> _Your goal_:
The reply is a verbatim copy of the listing below with its images dropped.

> _Available records_:
* * * * * * *
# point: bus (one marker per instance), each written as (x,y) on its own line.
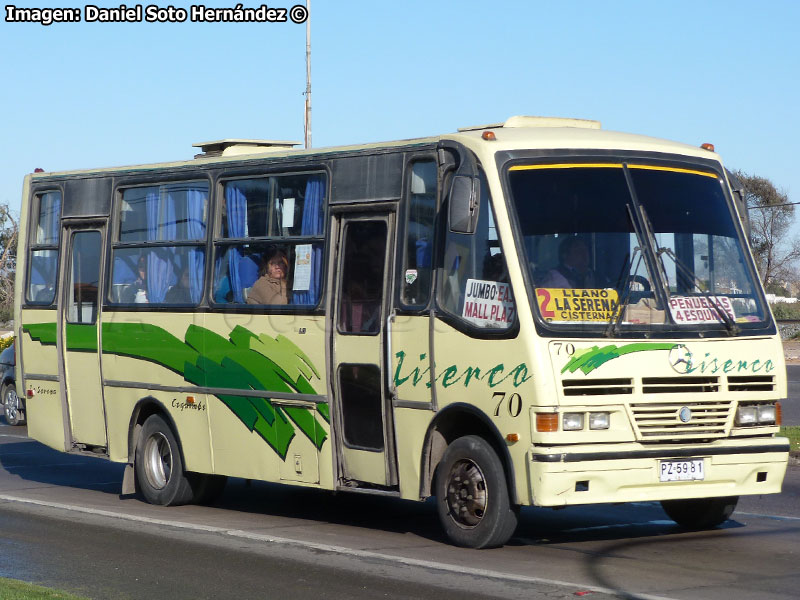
(537,312)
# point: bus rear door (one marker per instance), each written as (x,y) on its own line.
(79,333)
(363,410)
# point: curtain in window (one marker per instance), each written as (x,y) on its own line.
(195,208)
(236,208)
(159,267)
(313,224)
(52,217)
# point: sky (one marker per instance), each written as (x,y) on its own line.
(85,95)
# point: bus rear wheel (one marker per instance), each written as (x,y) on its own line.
(472,495)
(700,513)
(12,406)
(159,466)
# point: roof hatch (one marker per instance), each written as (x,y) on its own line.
(233,147)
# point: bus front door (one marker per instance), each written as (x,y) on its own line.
(79,336)
(363,422)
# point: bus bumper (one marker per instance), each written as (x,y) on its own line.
(562,476)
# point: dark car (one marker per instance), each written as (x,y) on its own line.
(13,405)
* * * * * * *
> _Exercise output_:
# point: bus (one marker per instance), each written as (x,y) on its own line.
(537,312)
# point: bus rear door (one marker per instance), each written as (x,y) on its own line.
(79,333)
(363,410)
# point: curtain in window (one marker per instance), each written as (x,y) on its own line.
(195,208)
(236,208)
(159,267)
(313,224)
(52,217)
# point: sky (one marker per instance), each written as (x,y) on its own line.
(85,95)
# point: bus rear wheel (one marker per instance), each written as (x,y) on its own line.
(472,495)
(700,513)
(12,406)
(159,466)
# point: roof hatch (one marker per instance), each written as (x,y) on its own line.
(233,147)
# point: bus front door (one marker per instance), each written as (x,y) on its own line.
(79,336)
(363,422)
# point: bus bumper (one marker per instance), each written as (x,y) on its own line.
(562,476)
# point: dark car (one marker per instance), each written as (x,y) on its own line.
(13,405)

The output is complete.